- **EXTRAIT CHOISI**
━━━━━━━━
L’idée centrale de ce livre concerne notre cécité face au hasard, et spécialement aux événements qui se démarquent de nos attentes.

(Prologue)

 Thèse

« Le Cygne Noir » de Nassim Nicholas Taleb

Taleb a travaillé dans la finance à New York, mais vient du Liban. Un Liban paisible malgré la mosaïque communautaire, et pas de raison que ça change. Puis la guerre civile commence, On se dit que ça ne durera pas, mais plus ça dure plus il y a de chance que ça continue. Suivent quinze ans de chaos (un des bruits de fond des journaux télévisés de toute mon enfance).

Le livre date de 2007, et se paye cruellement la tête de tous ces gourous boursiers qui ont cru maîtriser le risque en l’encadrant des mauvaises équations, qui excluaient délibérément toute mauvaise surprise radicale. Ils ont fait faillite quand un revers boursier d’ampleur impossible a laminé en quelques heures des années de bénéfices. En fait, il vaut mieux investir dans un environnement légèrement bordélique et connu qu’une situation stable qui cache une poudrière.

Taleb révère Poincaré. Il a été un copain de Mandelbrot et ils ont travaillé ensemble sur le « hasard sauvage », celui qui n’est pas modélisé par la fameuse courbe en cloche : cette dernière sous-estime monstrueusement la fréquence des événements rares. Or, cette courbe est un implicite de trop de modèles, parfois à juste titre (comme la répartition des tailles d’un groupe humain, le « Médiocristan »), parfois non (répartition des fortunes ou variations boursières, l’« Extrêmistan »).
━━━━━━━━
- **ENTRÉES LISTÉES**

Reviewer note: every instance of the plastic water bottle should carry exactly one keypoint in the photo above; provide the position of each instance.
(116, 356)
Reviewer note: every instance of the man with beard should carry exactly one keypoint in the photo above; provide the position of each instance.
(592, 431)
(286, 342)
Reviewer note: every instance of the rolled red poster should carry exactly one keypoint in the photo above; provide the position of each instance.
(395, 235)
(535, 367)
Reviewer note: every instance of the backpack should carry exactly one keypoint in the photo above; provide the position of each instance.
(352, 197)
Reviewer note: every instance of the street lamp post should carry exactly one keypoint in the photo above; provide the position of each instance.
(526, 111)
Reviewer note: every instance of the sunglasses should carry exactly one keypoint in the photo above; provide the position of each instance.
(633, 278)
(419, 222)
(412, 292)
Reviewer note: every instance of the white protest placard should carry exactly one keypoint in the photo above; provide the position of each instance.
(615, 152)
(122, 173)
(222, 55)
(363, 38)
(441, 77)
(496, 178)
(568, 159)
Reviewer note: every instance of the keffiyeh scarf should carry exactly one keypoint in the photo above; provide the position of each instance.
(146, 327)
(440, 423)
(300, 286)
━━━━━━━━
- **PROBLÈME 1**
Selon l'extrait sur « Le Cygne Noir », de quel pays vient Taleb ?
- **PROBLÈME 2**
Reproduisez tel quel le passage de l'extrait sur « Le Cygne Noir », depuis « Taleb a travaillé » jusqu'à « cache une poudrière. ».

- **RÉSULTAT DE L'EXERCICE 1**
Du Liban.

- **RÉSULTAT DE L'EXERCICE 2**
Taleb a travaillé dans la finance à New York, mais vient du Liban. Un Liban paisible malgré la mosaïque communautaire, et pas de raison que ça change. Puis la guerre civile commence, On se dit que ça ne durera pas, mais plus ça dure plus il y a de chance que ça continue. Suivent quinze ans de chaos (un des bruits de fond des journaux télévisés de toute mon enfance).

Le livre date de 2007, et se paye cruellement la tête de tous ces gourous boursiers qui ont cru maîtriser le risque en l’encadrant des mauvaises équations, qui excluaient délibérément toute mauvaise surprise radicale. Ils ont fait faillite quand un revers boursier d’ampleur impossible a laminé en quelques heures des années de bénéfices. En fait, il vaut mieux investir dans un environnement légèrement bordélique et connu qu’une situation stable qui cache une poudrière.